• Data under study:

--------

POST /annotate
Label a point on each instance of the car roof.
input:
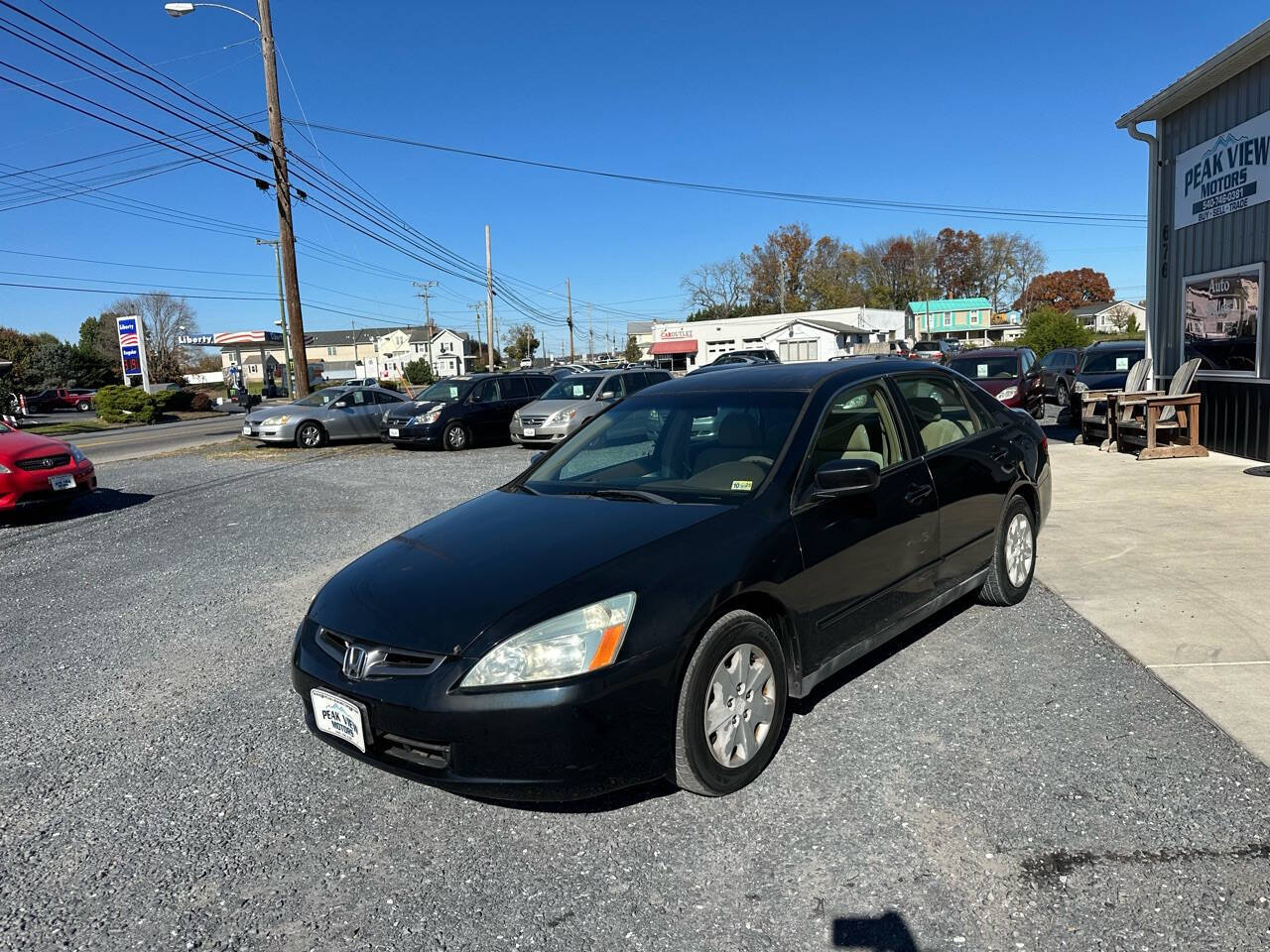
(988, 352)
(794, 376)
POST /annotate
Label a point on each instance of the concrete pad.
(1169, 557)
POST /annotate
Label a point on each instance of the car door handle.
(917, 493)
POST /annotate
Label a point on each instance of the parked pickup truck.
(60, 399)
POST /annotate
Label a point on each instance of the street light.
(282, 186)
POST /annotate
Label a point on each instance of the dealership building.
(810, 335)
(1207, 227)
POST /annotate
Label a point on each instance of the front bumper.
(568, 740)
(543, 435)
(24, 488)
(286, 433)
(412, 434)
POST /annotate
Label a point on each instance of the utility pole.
(568, 295)
(477, 307)
(282, 190)
(282, 322)
(489, 298)
(427, 315)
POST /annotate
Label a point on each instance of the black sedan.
(644, 601)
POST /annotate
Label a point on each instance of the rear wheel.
(454, 436)
(1014, 560)
(310, 435)
(731, 706)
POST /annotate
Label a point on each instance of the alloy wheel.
(1019, 549)
(740, 705)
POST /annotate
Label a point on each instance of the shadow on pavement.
(883, 933)
(103, 500)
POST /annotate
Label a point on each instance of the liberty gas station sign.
(1223, 175)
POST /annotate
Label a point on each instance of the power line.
(968, 211)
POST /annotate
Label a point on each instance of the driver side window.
(858, 424)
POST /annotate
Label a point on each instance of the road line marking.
(1205, 664)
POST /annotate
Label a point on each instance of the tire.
(698, 761)
(1014, 556)
(454, 438)
(310, 435)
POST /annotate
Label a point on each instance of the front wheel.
(731, 706)
(454, 436)
(1014, 560)
(310, 435)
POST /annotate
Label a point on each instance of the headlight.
(574, 643)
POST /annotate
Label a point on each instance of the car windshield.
(322, 398)
(1110, 361)
(675, 448)
(987, 367)
(444, 391)
(572, 389)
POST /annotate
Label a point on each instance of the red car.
(40, 470)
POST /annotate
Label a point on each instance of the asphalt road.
(1003, 779)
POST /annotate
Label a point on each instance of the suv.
(1010, 373)
(574, 400)
(1103, 366)
(1058, 372)
(458, 412)
(937, 350)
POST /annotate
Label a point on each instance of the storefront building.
(1207, 239)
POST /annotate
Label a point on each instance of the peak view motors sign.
(1223, 175)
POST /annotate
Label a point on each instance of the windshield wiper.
(640, 495)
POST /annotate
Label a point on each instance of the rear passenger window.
(858, 425)
(940, 413)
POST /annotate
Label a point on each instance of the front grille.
(45, 462)
(382, 661)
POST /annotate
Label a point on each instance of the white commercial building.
(797, 338)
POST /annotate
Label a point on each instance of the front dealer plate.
(338, 717)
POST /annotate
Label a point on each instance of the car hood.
(437, 587)
(545, 408)
(17, 444)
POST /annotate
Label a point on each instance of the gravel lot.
(1003, 779)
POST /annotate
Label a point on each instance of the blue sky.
(1003, 105)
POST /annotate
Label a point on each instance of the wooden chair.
(1096, 426)
(1141, 420)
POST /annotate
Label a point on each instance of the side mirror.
(841, 477)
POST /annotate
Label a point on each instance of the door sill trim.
(807, 684)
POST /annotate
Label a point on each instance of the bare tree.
(166, 318)
(719, 287)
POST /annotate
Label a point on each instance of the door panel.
(971, 463)
(869, 558)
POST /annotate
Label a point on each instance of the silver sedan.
(331, 413)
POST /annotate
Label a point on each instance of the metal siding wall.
(1230, 240)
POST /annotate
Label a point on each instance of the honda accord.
(645, 598)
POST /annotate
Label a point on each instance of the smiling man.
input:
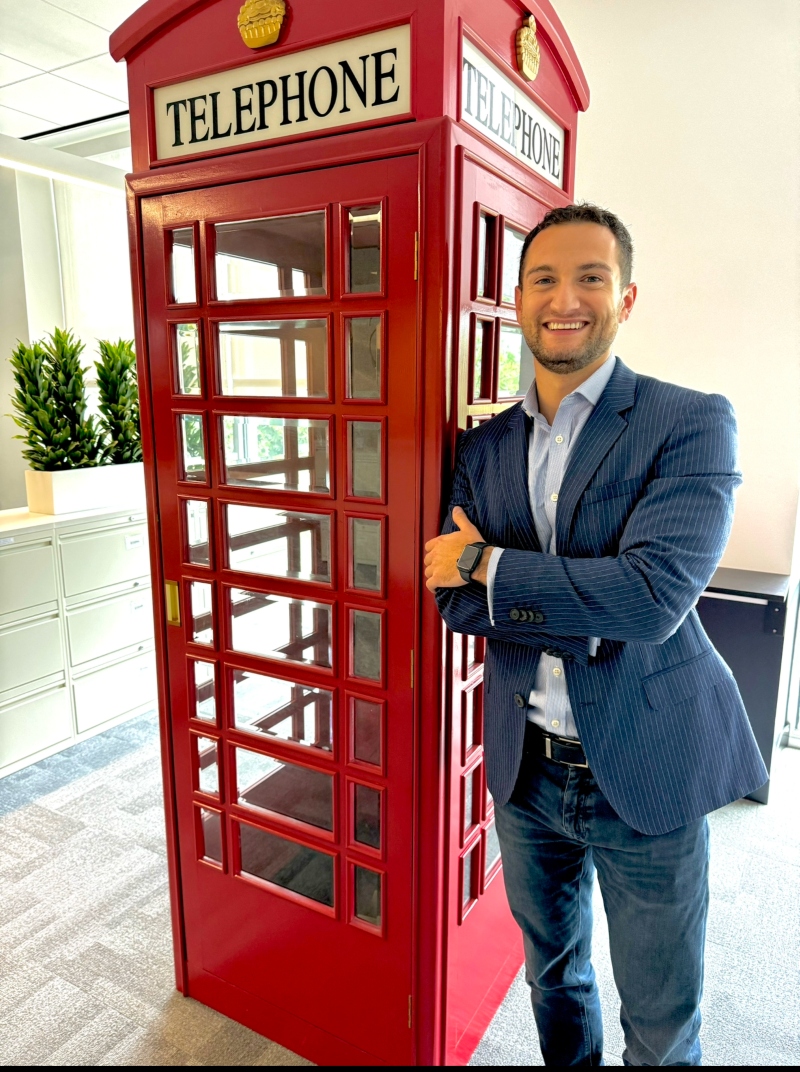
(584, 523)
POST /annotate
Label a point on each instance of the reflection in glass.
(365, 548)
(275, 785)
(205, 699)
(279, 542)
(367, 731)
(202, 612)
(365, 459)
(275, 358)
(282, 453)
(193, 447)
(280, 257)
(513, 240)
(208, 770)
(364, 357)
(286, 864)
(515, 362)
(366, 644)
(367, 820)
(283, 710)
(367, 895)
(281, 627)
(211, 831)
(186, 344)
(195, 515)
(365, 249)
(492, 847)
(181, 273)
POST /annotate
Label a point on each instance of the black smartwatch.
(469, 559)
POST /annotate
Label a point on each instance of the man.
(612, 727)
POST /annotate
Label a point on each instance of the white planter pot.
(73, 491)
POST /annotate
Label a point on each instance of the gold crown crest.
(261, 20)
(528, 49)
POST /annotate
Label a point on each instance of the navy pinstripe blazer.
(643, 515)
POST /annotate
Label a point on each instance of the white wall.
(693, 137)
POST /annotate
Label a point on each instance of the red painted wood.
(336, 992)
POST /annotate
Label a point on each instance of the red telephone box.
(326, 212)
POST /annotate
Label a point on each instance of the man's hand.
(444, 552)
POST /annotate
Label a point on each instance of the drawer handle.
(172, 598)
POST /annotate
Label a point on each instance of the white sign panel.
(339, 85)
(492, 104)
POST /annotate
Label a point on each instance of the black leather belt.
(564, 750)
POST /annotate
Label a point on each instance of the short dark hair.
(586, 212)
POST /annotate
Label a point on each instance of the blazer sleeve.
(465, 608)
(668, 551)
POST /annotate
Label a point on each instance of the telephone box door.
(282, 327)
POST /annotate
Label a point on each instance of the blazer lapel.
(598, 435)
(514, 479)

--------

Could you retype exactly the lines from the one containing "Label a point on each instance of the blazer lapel." through the final line of the data above, and no others?

• Task output:
Label a point on each instance of the blazer lapel.
(598, 435)
(514, 479)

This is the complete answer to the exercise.